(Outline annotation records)
______________________________

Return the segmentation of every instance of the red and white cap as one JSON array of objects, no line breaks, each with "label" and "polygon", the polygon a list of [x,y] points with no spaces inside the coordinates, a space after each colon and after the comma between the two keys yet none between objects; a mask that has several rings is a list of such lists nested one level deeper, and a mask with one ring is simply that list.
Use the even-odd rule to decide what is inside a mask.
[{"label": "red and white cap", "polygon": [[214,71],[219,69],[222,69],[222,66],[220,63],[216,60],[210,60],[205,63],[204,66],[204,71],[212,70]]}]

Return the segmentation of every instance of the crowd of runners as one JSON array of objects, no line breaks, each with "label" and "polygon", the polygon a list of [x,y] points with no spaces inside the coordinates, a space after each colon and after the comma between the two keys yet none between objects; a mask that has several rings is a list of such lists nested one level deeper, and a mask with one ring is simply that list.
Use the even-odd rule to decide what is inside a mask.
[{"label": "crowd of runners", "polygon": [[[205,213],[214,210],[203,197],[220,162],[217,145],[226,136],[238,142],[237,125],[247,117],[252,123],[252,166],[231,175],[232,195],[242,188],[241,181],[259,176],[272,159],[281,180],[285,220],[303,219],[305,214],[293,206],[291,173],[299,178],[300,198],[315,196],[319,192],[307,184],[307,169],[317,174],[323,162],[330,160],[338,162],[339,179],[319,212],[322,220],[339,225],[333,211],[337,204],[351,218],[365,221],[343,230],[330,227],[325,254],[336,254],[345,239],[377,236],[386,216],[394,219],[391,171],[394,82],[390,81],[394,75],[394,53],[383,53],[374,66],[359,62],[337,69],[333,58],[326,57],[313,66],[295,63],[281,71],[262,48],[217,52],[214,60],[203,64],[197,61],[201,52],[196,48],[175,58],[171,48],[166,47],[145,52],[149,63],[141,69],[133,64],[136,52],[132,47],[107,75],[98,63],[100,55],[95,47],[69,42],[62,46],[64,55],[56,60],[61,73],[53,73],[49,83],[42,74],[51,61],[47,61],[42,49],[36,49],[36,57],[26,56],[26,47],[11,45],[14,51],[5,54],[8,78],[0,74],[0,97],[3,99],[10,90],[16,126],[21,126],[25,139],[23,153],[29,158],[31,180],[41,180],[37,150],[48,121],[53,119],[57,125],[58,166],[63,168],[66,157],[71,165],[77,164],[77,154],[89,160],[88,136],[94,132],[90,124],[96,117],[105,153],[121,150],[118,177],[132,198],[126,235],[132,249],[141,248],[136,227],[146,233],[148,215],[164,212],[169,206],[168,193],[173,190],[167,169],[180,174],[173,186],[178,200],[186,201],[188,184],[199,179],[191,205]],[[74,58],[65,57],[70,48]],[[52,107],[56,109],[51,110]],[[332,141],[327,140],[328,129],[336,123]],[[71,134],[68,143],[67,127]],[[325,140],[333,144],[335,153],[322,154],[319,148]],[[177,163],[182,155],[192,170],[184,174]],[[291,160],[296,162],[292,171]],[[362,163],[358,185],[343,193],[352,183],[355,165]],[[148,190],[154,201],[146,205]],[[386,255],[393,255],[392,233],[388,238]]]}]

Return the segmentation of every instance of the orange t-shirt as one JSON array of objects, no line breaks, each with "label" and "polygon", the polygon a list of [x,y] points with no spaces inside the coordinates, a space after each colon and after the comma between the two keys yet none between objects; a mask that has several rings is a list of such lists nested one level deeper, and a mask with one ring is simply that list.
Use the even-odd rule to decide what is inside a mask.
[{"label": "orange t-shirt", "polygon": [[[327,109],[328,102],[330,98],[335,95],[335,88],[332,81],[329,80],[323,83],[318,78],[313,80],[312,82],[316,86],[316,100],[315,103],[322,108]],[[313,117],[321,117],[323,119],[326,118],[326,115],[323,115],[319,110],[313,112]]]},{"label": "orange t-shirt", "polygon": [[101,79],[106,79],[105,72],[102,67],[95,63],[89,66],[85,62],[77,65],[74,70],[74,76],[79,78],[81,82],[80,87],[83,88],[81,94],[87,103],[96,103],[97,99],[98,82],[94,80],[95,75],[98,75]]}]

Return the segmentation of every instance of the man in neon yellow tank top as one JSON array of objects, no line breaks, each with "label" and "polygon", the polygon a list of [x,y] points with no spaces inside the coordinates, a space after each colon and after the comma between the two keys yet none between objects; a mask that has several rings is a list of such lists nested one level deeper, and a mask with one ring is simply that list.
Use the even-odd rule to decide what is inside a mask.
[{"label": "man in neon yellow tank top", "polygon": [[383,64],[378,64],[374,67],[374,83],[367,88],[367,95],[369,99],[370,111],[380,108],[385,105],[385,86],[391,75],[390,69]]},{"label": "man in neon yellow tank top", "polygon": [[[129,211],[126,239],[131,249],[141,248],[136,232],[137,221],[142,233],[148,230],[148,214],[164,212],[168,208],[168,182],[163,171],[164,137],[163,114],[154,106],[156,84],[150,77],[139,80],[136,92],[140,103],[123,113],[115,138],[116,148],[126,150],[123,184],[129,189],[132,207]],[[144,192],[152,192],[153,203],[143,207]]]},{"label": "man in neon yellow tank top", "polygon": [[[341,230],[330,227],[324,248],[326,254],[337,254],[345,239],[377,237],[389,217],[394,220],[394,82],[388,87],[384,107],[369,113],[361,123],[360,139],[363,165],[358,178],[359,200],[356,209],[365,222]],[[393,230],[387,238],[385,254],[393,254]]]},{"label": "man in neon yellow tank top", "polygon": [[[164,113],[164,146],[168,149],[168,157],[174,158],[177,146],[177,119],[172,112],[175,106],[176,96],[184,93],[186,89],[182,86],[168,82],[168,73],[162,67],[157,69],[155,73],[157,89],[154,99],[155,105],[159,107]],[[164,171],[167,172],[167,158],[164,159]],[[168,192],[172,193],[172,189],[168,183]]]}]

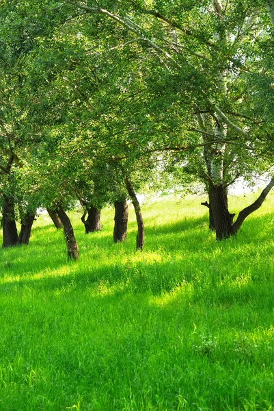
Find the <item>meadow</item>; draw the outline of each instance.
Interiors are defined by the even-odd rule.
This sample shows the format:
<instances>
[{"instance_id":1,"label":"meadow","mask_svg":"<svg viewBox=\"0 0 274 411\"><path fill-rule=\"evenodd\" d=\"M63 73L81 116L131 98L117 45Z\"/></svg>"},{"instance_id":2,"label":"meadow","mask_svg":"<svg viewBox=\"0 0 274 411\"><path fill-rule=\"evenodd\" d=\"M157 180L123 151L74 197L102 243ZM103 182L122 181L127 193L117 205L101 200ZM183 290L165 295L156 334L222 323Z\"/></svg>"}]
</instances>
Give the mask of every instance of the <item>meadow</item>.
<instances>
[{"instance_id":1,"label":"meadow","mask_svg":"<svg viewBox=\"0 0 274 411\"><path fill-rule=\"evenodd\" d=\"M274 195L223 242L201 201L148 199L143 251L132 208L121 244L71 213L76 263L46 216L0 249L0 410L274 410Z\"/></svg>"}]
</instances>

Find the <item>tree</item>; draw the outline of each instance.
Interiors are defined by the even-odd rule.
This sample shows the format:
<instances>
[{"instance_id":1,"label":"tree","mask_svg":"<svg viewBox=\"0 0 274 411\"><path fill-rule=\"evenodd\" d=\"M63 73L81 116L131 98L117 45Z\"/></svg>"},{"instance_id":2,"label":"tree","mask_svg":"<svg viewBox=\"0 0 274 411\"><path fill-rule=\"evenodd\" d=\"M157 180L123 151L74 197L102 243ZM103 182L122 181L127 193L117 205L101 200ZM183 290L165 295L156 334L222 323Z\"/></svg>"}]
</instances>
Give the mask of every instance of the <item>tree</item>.
<instances>
[{"instance_id":1,"label":"tree","mask_svg":"<svg viewBox=\"0 0 274 411\"><path fill-rule=\"evenodd\" d=\"M103 16L113 23L111 27L123 28L121 42L109 47L109 51L133 50L138 43L143 50L139 64L146 54L165 68L168 74L161 74L162 84L165 77L169 78L189 105L188 128L193 132L189 131L186 139L189 141L193 133L200 135L203 179L217 238L234 235L273 186L271 179L256 205L248 212L243 210L233 223L228 187L239 176L260 169L262 159L256 155L256 148L266 127L269 134L273 132L271 123L266 119L262 126L262 119L253 110L256 88L250 92L254 71L258 76L265 75L265 71L261 71L261 51L256 40L259 36L269 38L266 5L249 0L204 1L198 4L139 1L117 3L112 12L107 1L102 2L102 6L97 1L93 5L73 0L66 3L79 13L85 10L92 16ZM272 1L267 4L271 16ZM108 34L111 38L110 30ZM154 72L159 73L155 64ZM163 140L161 144L163 149ZM190 161L193 158L189 155ZM201 173L201 162L196 164L196 173Z\"/></svg>"}]
</instances>

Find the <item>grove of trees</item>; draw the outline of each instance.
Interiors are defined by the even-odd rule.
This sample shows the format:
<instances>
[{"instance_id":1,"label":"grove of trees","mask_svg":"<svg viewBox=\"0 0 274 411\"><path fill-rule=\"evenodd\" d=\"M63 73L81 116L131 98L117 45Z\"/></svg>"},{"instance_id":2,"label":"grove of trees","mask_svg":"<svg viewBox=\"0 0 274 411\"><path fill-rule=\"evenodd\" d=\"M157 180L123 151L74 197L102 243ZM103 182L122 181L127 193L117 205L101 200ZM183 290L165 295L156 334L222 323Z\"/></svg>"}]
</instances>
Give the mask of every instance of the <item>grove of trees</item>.
<instances>
[{"instance_id":1,"label":"grove of trees","mask_svg":"<svg viewBox=\"0 0 274 411\"><path fill-rule=\"evenodd\" d=\"M217 240L235 235L274 186L274 0L13 0L0 4L3 247L27 244L39 207L78 247L115 206L126 238L137 191L202 185ZM267 175L230 212L228 188ZM21 225L18 234L16 221Z\"/></svg>"}]
</instances>

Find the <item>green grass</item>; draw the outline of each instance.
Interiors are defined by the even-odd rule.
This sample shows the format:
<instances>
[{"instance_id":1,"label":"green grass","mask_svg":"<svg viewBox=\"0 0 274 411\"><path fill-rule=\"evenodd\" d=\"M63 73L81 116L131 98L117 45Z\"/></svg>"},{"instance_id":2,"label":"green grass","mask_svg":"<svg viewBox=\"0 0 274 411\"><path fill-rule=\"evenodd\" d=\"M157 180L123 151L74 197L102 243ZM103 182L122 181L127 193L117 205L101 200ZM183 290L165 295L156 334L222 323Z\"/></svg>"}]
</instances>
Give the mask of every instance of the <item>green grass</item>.
<instances>
[{"instance_id":1,"label":"green grass","mask_svg":"<svg viewBox=\"0 0 274 411\"><path fill-rule=\"evenodd\" d=\"M274 410L274 197L224 242L203 199L145 204L143 252L110 208L77 263L46 217L0 250L0 410Z\"/></svg>"}]
</instances>

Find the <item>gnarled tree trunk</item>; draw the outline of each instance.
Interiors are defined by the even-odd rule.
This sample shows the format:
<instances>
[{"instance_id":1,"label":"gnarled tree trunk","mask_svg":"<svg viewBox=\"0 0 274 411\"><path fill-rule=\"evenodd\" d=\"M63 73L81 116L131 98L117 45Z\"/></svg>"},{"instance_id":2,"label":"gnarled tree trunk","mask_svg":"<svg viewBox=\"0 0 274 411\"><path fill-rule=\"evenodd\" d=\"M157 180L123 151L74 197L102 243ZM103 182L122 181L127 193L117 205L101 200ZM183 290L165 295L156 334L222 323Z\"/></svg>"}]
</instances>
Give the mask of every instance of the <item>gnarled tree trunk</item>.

______________________________

Every line from the line containing "Find the <item>gnarled" to the last line of the material above must be repeated exactly, and no other line.

Find the <item>gnarled tree trunk</item>; draw the outline of each instance.
Interiors are defined by the even-odd rule.
This sample shows the format:
<instances>
[{"instance_id":1,"label":"gnarled tree trunk","mask_svg":"<svg viewBox=\"0 0 274 411\"><path fill-rule=\"evenodd\" d=\"M63 73L81 116L131 98L117 45Z\"/></svg>"},{"instance_id":2,"label":"gnarled tree trunk","mask_svg":"<svg viewBox=\"0 0 274 411\"><path fill-rule=\"evenodd\" d=\"M157 180L123 151L74 197L102 243ZM103 182L122 181L127 193L117 205L101 200ZM183 290L165 295L156 334L222 323Z\"/></svg>"}]
</instances>
Give the mask of every instance of the <item>gnarled tree trunk</item>.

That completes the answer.